Short task: From the line that holds "of the shredded" to the last line of the data, copy everything exactly; leave out all the rest.

Data for this exercise:
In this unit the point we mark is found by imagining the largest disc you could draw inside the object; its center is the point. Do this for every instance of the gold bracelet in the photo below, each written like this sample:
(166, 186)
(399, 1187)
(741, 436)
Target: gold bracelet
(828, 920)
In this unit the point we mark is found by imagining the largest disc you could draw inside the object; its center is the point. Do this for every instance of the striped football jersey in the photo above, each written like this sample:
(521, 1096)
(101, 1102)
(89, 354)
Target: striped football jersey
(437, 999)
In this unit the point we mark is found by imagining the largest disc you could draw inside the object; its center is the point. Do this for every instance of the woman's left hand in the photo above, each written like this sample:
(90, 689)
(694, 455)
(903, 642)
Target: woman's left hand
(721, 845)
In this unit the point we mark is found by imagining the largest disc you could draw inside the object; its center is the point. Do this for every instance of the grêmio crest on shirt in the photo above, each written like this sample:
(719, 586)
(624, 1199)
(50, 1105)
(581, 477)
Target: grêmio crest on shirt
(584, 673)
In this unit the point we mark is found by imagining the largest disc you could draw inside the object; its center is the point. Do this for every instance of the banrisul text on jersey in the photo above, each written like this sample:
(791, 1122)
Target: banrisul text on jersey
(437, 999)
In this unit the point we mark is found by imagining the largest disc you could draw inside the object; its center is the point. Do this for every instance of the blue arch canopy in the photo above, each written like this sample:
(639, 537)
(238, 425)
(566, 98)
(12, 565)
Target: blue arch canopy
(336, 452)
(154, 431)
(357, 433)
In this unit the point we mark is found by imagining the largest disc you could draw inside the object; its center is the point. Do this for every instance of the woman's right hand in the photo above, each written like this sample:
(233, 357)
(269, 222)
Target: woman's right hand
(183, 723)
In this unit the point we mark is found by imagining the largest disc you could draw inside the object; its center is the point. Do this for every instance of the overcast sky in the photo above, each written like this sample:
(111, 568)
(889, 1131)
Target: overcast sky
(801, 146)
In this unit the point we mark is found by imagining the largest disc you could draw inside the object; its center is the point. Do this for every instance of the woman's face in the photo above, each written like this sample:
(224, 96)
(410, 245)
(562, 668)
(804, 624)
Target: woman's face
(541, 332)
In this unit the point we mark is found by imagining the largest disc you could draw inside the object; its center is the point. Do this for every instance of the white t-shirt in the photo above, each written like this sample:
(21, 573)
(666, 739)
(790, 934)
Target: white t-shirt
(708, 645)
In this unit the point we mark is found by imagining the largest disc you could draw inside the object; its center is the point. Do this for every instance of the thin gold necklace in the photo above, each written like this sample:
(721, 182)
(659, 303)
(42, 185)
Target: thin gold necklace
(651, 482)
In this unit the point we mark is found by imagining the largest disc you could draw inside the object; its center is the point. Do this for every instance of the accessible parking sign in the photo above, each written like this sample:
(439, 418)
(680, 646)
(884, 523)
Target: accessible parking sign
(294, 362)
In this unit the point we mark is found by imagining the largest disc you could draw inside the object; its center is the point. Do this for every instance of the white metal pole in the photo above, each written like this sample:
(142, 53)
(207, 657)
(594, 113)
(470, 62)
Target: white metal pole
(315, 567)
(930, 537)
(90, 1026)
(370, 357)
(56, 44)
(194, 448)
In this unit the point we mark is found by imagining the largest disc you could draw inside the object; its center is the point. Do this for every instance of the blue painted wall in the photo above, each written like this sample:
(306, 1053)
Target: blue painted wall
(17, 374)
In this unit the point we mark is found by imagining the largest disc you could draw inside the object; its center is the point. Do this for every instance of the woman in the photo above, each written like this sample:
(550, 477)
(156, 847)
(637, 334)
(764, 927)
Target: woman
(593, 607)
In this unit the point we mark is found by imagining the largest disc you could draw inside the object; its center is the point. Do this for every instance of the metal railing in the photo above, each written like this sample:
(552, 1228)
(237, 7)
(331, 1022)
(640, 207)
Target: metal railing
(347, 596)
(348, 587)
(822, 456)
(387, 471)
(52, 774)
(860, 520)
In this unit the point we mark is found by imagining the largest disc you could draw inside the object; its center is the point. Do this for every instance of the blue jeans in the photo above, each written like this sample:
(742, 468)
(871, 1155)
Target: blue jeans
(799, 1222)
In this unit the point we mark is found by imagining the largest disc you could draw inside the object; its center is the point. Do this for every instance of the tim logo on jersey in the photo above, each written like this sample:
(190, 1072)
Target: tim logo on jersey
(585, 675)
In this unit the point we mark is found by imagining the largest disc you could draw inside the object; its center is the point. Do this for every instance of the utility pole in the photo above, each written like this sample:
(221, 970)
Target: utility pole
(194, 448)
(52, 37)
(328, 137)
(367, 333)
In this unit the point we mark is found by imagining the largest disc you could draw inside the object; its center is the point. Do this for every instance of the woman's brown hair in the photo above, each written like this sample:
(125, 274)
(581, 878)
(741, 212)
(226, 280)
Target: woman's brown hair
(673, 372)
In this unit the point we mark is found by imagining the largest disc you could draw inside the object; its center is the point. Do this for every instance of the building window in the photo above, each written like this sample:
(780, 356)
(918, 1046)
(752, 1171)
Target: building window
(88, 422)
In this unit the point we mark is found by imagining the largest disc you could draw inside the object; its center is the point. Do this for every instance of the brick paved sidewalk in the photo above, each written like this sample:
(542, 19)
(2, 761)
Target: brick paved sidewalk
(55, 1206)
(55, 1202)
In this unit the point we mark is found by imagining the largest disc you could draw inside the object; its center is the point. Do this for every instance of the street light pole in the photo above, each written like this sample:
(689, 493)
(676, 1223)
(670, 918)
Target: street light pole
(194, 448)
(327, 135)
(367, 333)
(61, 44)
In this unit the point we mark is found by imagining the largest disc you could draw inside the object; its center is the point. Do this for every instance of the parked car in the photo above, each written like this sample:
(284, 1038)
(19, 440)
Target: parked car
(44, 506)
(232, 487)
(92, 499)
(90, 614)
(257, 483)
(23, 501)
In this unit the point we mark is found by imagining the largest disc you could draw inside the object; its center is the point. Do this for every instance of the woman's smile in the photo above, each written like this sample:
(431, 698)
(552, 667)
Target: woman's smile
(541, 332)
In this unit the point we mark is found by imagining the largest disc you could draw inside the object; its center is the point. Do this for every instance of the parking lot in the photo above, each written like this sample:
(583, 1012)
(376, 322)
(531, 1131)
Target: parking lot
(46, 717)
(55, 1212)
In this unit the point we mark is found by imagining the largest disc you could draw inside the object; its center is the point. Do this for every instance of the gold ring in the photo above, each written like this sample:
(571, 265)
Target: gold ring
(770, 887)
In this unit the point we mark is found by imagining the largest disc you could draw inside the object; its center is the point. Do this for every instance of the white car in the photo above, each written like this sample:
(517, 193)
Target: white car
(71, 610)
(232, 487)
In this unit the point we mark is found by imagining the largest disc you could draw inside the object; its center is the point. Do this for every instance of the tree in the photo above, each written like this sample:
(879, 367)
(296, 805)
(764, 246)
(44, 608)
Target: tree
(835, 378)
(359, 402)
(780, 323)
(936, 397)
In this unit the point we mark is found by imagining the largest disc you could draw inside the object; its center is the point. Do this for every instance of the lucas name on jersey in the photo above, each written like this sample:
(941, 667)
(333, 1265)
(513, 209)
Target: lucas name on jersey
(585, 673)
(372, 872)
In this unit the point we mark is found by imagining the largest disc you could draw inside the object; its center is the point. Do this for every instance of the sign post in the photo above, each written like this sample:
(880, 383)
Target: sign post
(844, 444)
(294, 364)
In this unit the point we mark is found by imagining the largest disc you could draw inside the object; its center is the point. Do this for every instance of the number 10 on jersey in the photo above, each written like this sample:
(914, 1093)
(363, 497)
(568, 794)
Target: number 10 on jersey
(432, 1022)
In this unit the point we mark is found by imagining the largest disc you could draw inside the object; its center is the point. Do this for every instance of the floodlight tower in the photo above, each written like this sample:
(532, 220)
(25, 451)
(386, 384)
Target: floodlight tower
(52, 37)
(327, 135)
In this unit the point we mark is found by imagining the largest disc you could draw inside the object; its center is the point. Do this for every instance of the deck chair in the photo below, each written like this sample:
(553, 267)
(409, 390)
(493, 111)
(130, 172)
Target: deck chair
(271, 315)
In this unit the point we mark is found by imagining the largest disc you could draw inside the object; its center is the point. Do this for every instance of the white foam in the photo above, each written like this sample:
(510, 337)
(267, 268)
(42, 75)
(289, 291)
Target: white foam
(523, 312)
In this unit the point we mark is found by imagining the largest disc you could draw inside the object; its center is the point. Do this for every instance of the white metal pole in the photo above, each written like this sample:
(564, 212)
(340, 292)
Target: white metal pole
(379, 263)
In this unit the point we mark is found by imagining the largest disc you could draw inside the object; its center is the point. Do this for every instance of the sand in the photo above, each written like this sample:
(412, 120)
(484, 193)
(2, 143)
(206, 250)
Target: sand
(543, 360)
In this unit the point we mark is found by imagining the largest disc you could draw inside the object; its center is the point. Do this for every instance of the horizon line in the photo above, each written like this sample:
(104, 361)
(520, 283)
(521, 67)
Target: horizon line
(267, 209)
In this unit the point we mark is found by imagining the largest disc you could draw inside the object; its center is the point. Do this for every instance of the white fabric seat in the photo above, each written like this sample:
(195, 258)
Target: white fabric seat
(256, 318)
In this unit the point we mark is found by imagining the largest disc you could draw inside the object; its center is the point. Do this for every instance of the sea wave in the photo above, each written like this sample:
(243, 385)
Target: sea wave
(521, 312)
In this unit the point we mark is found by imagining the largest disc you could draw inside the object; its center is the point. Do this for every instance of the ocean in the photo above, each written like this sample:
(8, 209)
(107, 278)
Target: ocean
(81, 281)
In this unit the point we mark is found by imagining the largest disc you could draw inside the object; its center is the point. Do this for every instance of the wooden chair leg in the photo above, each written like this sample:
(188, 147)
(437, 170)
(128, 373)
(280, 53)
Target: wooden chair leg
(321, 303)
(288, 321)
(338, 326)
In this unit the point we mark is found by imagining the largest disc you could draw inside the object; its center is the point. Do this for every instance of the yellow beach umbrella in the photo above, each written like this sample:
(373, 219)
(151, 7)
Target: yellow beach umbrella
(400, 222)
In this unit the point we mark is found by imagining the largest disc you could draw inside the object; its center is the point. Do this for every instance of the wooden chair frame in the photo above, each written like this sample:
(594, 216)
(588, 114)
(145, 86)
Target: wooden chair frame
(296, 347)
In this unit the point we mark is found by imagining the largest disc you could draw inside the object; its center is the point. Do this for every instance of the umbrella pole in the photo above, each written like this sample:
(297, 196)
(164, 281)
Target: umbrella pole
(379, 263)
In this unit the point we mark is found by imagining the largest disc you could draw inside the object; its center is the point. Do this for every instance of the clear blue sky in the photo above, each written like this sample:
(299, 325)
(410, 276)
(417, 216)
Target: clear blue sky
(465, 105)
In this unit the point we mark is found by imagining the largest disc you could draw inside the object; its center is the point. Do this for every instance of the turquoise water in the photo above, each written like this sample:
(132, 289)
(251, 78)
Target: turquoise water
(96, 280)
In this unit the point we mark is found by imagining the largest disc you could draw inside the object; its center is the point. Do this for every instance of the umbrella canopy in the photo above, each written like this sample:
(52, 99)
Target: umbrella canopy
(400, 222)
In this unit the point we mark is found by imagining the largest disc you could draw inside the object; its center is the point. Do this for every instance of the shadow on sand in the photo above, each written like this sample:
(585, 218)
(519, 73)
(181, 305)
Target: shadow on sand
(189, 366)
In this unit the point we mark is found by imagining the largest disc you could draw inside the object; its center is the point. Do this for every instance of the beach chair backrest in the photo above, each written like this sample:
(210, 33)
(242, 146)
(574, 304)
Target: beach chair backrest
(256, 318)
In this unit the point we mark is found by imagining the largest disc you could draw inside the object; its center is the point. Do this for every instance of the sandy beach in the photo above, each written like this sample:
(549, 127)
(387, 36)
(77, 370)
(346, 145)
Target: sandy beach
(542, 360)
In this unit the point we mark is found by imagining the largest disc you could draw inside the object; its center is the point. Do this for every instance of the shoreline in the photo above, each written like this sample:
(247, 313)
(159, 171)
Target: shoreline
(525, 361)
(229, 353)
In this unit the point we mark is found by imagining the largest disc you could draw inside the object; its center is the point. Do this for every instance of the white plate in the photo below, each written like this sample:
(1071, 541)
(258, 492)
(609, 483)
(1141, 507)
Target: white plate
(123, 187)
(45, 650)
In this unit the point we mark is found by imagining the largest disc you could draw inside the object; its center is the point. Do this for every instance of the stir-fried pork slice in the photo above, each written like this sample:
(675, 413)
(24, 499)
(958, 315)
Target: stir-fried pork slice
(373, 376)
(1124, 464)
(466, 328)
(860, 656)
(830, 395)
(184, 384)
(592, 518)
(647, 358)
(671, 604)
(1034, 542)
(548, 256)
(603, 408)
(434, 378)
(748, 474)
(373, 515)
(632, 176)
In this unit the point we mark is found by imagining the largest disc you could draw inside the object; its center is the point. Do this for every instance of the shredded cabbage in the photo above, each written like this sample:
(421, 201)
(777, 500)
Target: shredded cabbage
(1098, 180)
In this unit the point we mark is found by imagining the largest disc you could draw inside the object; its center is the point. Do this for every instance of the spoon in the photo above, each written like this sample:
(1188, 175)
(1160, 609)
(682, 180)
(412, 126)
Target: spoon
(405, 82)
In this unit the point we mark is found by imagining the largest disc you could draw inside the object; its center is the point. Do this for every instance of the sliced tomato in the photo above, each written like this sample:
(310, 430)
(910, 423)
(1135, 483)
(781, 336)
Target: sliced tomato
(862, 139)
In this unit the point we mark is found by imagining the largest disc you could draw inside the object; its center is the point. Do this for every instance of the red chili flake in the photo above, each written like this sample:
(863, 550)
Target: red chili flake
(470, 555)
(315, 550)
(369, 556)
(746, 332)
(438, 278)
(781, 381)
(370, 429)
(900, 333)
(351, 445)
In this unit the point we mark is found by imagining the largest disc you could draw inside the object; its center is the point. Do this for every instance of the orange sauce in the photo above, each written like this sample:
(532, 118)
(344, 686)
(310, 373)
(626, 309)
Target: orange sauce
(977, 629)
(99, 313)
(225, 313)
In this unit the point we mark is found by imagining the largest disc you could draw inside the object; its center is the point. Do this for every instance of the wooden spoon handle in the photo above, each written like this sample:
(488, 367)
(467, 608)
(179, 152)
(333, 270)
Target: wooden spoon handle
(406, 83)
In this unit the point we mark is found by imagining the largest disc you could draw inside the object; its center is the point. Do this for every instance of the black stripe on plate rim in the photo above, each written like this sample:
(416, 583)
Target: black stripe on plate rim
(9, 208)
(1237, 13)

Full answer:
In this unit the point we mark is found by imagining the largest disc you could draw inside the object; its center is the point. Do this for every instance of the shredded cabbage in the photo above, each written like this sample:
(421, 201)
(777, 500)
Target: shredded cabbage
(1098, 180)
In this unit the point we mark is found by imagining the largest disc you could draw inside the object; its center is the point. Do this for every instance of the spoon in the photo above, each written like this sample:
(1188, 175)
(1160, 609)
(682, 180)
(412, 126)
Target: spoon
(405, 82)
In this unit the point we mark is found by imagining the largest disc you could draw inside the object; its center is the point. Do this for every instance of the sliced tomato in the photo above, each written like this sample:
(310, 430)
(910, 423)
(1135, 483)
(781, 336)
Target: sliced tomato
(862, 139)
In this unit the point we mark is found by imagining the largest disc you could draw inside the object; its center is the point. Do this for every instance of the red chili flake in the photo above, each written like this sample:
(863, 550)
Target: red chili flake
(470, 555)
(315, 550)
(369, 556)
(746, 332)
(438, 278)
(781, 381)
(370, 429)
(900, 333)
(351, 445)
In this unit the point we mark is found by imagining the largest disc you could draw inside the object; its center is the point. Do this for every instance of the orange sauce in the photo above, each written like this sample:
(532, 118)
(344, 686)
(310, 373)
(626, 309)
Target: orange sauce
(977, 629)
(99, 313)
(225, 313)
In this unit the point we mark is found by imagining the largest disc you could draw inside the object; its center is the point. Do this for every instance of the wooden spoon handle in the photo above, each written like this sample:
(488, 367)
(467, 608)
(179, 152)
(333, 270)
Target: wooden spoon handle
(406, 83)
In this unit the point we mark is found by imagining the largest disc you could draw inside the object; its center is the point. Do this for every instance of the black stripe on plate rim in the photo above, each written like this sample:
(416, 583)
Target: black stripe on plate rim
(9, 208)
(1237, 13)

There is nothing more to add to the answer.